YOUR INSTRUCTIONS: Copy word for word the part of the data below that opens with the line containing "target: haze over city" and closes with the line containing "[[[0,0],[0,143],[255,143],[255,0]]]", with both of those lines included.

LISTED ENTRIES:
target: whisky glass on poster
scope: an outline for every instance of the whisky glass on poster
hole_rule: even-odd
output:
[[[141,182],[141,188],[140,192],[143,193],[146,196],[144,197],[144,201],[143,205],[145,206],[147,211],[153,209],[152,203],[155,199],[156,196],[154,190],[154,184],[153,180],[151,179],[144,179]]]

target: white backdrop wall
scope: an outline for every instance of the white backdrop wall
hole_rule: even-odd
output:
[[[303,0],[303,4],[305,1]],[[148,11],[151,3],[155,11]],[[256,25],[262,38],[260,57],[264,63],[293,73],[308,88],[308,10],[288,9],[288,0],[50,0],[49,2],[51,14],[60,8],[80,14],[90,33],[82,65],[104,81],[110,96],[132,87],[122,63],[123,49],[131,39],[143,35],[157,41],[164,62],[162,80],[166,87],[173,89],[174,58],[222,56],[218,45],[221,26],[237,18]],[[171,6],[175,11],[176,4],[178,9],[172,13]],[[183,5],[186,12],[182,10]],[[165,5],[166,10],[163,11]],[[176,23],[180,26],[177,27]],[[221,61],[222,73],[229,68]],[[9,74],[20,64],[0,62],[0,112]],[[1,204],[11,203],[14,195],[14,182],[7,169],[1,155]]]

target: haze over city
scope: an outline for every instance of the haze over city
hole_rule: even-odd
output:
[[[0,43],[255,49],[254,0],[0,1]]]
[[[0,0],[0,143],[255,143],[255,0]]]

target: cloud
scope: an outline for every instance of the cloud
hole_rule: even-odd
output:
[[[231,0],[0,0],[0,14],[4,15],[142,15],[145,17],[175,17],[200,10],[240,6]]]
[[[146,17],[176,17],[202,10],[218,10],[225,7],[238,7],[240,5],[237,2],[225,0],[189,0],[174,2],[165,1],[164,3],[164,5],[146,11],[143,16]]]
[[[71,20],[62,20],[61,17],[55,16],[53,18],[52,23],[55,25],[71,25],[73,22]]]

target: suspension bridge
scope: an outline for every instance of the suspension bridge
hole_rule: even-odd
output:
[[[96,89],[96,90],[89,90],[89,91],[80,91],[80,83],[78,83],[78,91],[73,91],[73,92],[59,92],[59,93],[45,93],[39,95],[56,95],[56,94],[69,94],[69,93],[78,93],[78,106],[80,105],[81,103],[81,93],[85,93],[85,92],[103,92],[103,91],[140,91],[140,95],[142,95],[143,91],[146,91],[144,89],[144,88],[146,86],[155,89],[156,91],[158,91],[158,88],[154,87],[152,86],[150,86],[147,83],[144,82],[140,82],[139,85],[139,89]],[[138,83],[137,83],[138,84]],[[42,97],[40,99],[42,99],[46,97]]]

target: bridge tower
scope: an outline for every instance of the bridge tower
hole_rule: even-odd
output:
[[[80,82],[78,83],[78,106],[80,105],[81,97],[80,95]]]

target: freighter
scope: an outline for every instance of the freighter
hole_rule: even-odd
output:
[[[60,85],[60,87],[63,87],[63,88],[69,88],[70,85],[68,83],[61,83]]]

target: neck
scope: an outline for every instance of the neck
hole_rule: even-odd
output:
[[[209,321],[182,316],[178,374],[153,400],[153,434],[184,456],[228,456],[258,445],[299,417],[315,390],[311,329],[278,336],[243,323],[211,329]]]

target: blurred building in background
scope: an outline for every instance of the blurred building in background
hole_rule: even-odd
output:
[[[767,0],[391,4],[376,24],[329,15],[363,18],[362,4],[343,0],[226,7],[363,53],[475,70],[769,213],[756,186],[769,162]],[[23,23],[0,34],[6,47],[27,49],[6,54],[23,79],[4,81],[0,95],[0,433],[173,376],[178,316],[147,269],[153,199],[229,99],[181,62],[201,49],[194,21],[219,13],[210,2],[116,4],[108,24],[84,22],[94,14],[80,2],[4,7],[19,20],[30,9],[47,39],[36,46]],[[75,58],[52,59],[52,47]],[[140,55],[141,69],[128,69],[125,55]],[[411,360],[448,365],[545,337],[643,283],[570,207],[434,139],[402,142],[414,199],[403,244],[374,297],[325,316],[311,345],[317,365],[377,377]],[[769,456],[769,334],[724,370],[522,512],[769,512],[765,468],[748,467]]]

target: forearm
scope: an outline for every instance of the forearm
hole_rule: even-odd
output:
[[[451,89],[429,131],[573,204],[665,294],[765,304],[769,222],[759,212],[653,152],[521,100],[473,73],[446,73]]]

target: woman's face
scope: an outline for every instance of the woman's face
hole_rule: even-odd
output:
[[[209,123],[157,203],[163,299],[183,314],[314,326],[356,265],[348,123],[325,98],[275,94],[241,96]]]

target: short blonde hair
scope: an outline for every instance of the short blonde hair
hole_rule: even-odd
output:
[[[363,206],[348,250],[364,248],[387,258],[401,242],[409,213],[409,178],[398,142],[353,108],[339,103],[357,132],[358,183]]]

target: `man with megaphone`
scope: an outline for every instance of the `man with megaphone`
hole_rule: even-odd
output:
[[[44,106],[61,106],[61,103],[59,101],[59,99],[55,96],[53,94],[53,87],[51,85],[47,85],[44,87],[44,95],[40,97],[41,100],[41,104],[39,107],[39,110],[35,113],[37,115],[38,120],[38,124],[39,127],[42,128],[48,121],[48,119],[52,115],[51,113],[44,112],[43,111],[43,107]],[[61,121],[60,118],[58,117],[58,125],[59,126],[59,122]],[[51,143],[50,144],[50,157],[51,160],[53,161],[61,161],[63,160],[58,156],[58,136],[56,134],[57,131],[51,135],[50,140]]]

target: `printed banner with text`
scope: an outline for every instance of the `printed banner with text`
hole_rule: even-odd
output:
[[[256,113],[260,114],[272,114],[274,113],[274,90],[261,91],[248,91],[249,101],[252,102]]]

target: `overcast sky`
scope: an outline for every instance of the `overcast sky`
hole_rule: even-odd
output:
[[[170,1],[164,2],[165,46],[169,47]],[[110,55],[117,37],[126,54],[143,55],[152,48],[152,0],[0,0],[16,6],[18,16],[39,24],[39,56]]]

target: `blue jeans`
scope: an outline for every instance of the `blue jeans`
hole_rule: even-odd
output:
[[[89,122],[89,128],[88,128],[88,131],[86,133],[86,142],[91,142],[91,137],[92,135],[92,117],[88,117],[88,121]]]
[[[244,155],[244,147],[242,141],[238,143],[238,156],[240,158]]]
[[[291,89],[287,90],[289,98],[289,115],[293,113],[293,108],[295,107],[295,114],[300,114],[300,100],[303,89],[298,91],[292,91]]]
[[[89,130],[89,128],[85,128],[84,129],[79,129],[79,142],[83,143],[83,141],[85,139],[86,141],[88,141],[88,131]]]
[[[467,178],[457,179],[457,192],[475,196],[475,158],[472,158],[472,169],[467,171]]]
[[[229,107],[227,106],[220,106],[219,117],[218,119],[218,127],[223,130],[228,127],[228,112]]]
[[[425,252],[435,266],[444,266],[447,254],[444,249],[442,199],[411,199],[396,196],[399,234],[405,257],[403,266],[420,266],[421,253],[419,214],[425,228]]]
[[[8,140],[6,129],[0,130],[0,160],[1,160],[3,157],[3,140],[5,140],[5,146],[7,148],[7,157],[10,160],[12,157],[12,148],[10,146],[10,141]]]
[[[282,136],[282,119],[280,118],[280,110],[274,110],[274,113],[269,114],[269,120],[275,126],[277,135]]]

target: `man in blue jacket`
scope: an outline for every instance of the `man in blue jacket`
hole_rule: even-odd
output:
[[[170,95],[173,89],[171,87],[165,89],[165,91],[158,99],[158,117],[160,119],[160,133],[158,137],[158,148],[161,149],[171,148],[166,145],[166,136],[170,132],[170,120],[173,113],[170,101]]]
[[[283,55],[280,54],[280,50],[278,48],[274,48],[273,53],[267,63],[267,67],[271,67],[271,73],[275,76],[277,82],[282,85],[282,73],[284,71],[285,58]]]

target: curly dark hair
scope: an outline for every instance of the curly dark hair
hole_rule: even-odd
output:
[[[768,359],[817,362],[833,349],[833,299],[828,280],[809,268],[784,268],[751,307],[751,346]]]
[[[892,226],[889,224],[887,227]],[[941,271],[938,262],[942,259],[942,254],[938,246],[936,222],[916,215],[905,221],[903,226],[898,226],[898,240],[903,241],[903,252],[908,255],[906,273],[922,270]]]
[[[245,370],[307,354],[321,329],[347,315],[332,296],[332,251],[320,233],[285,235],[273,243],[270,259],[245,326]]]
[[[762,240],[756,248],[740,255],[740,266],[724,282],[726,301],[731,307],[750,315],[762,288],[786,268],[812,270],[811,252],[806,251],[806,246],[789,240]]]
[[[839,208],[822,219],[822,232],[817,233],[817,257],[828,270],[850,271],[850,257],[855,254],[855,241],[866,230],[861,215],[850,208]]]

CORRECT OUTPUT:
target: haze over city
scope: an outline for every instance of the haze over city
hole_rule: even-odd
output:
[[[0,43],[255,49],[254,0],[0,1]]]
[[[0,0],[0,143],[255,143],[255,0]]]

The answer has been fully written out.